SOURCE DOCUMENT: Begin

Psalm 68.1-20 | Sunday after the Ascension B

John Michael Gutierrez, PhD

1 May God arise, may his enemies be scattered;
    may his foes flee before him.
2 May you blow them away like smoke—
    as wax melts before the fire,
    may the wicked perish before God.
3 But may the righteous be glad
    and rejoice before God;
    may they be happy and joyful.

4 Sing to God, sing in praise of his name,
    extol him who rides on the clouds;
    rejoice before him—his name is the Lord.
5 A father to the fatherless, a defender of widows,
    is God in his holy dwelling.
6 God sets the lonely in families,
    he leads out the prisoners with singing;
    but the rebellious live in a sun-scorched land.

7 When you, God, went out before your people,
    when you marched through the wilderness,
8 the earth shook, the heavens poured down rain,
    before God, the One of Sinai,
    before God, the God of Israel.
9 You gave abundant showers, O God;
    you refreshed your weary inheritance.
10 Your people settled in it,
    and from your bounty, God, you provided for the poor.

11 The Lord announces the word,
    and the women who proclaim it are a mighty throng:
12 “Kings and armies flee in haste;
    the women at home divide the plunder.
13 Even while you sleep among the sheep pens,
    the wings of my dove are sheathed with silver,
    its feathers with shining gold.”

SOURCE DOCUMENT: End

WORK TO COMPLETE:
Write out the Psalm 68 passage from "2 May you blow" to "happy and joyful.", keeping every word and line as it appears. The entries below play no part in this work.

MATERIAL SUPPLIED: Begin

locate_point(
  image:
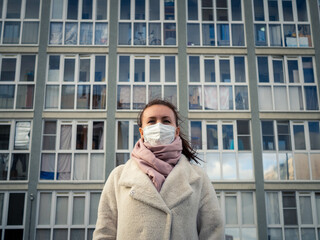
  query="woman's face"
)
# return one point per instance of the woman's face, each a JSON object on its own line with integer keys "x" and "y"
{"x": 158, "y": 114}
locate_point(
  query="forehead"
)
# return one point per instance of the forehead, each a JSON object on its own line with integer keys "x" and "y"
{"x": 158, "y": 111}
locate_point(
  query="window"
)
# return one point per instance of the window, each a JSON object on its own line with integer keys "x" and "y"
{"x": 66, "y": 215}
{"x": 147, "y": 22}
{"x": 73, "y": 150}
{"x": 287, "y": 84}
{"x": 14, "y": 150}
{"x": 292, "y": 215}
{"x": 127, "y": 133}
{"x": 282, "y": 23}
{"x": 239, "y": 212}
{"x": 143, "y": 78}
{"x": 79, "y": 22}
{"x": 291, "y": 150}
{"x": 215, "y": 23}
{"x": 218, "y": 83}
{"x": 76, "y": 82}
{"x": 224, "y": 147}
{"x": 12, "y": 211}
{"x": 17, "y": 81}
{"x": 20, "y": 21}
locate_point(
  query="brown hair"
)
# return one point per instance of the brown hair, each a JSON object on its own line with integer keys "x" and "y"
{"x": 187, "y": 150}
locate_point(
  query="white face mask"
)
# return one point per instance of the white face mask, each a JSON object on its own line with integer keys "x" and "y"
{"x": 159, "y": 134}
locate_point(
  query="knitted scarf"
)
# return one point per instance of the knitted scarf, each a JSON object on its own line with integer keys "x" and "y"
{"x": 157, "y": 161}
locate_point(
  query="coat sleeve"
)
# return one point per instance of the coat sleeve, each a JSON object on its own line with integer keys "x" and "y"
{"x": 106, "y": 225}
{"x": 210, "y": 221}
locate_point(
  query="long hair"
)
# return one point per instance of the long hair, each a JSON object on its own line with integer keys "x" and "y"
{"x": 187, "y": 150}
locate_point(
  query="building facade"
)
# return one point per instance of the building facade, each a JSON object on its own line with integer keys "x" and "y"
{"x": 243, "y": 74}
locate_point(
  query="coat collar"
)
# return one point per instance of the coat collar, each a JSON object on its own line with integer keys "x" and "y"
{"x": 176, "y": 188}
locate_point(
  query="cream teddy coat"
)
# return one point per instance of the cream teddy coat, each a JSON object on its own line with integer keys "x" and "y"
{"x": 186, "y": 208}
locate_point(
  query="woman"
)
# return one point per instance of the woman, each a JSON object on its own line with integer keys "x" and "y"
{"x": 158, "y": 193}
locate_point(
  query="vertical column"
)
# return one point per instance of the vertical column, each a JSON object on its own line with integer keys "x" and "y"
{"x": 30, "y": 227}
{"x": 182, "y": 62}
{"x": 255, "y": 121}
{"x": 315, "y": 26}
{"x": 112, "y": 86}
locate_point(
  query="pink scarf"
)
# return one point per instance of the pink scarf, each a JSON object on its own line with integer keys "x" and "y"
{"x": 157, "y": 161}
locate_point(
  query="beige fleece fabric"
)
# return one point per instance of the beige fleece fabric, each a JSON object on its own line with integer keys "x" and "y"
{"x": 186, "y": 207}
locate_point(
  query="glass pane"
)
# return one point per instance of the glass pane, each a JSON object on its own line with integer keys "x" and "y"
{"x": 69, "y": 68}
{"x": 302, "y": 166}
{"x": 52, "y": 97}
{"x": 194, "y": 69}
{"x": 195, "y": 95}
{"x": 260, "y": 35}
{"x": 155, "y": 70}
{"x": 8, "y": 69}
{"x": 242, "y": 101}
{"x": 213, "y": 166}
{"x": 273, "y": 210}
{"x": 78, "y": 210}
{"x": 314, "y": 135}
{"x": 209, "y": 70}
{"x": 25, "y": 96}
{"x": 192, "y": 10}
{"x": 97, "y": 167}
{"x": 275, "y": 35}
{"x": 124, "y": 34}
{"x": 16, "y": 209}
{"x": 307, "y": 70}
{"x": 86, "y": 33}
{"x": 101, "y": 34}
{"x": 139, "y": 70}
{"x": 124, "y": 69}
{"x": 193, "y": 35}
{"x": 125, "y": 9}
{"x": 30, "y": 33}
{"x": 83, "y": 97}
{"x": 154, "y": 10}
{"x": 286, "y": 166}
{"x": 94, "y": 202}
{"x": 44, "y": 209}
{"x": 86, "y": 9}
{"x": 84, "y": 74}
{"x": 124, "y": 96}
{"x": 169, "y": 34}
{"x": 67, "y": 97}
{"x": 82, "y": 137}
{"x": 245, "y": 166}
{"x": 247, "y": 208}
{"x": 196, "y": 134}
{"x": 208, "y": 35}
{"x": 72, "y": 12}
{"x": 123, "y": 135}
{"x": 101, "y": 9}
{"x": 212, "y": 137}
{"x": 223, "y": 35}
{"x": 139, "y": 34}
{"x": 170, "y": 69}
{"x": 311, "y": 97}
{"x": 237, "y": 35}
{"x": 226, "y": 98}
{"x": 13, "y": 9}
{"x": 229, "y": 166}
{"x": 258, "y": 10}
{"x": 315, "y": 166}
{"x": 61, "y": 210}
{"x": 270, "y": 166}
{"x": 4, "y": 137}
{"x": 231, "y": 210}
{"x": 55, "y": 33}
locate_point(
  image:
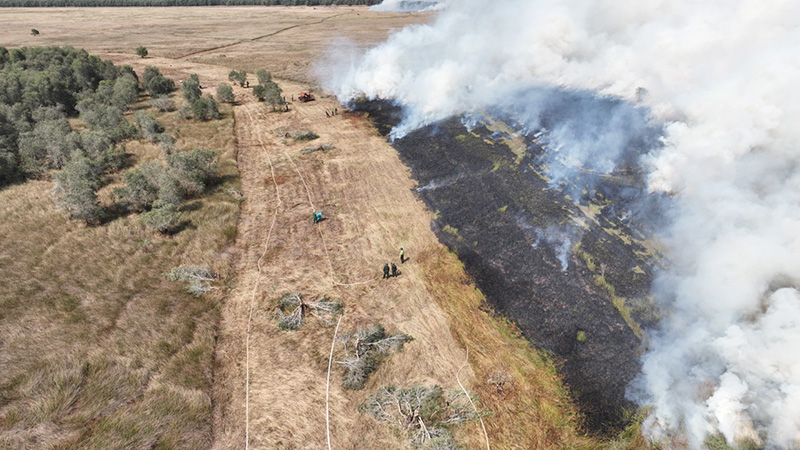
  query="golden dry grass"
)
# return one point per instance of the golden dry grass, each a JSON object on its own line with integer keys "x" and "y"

MATERIAL SUPPLIED: End

SOLUTION FOR THIS EXERCISE:
2 May you blow them away like smoke—
    as wax melts before the fire,
    may the wicked perish before God.
3 But may the righteous be glad
    and rejoice before God;
    may they be happy and joyful.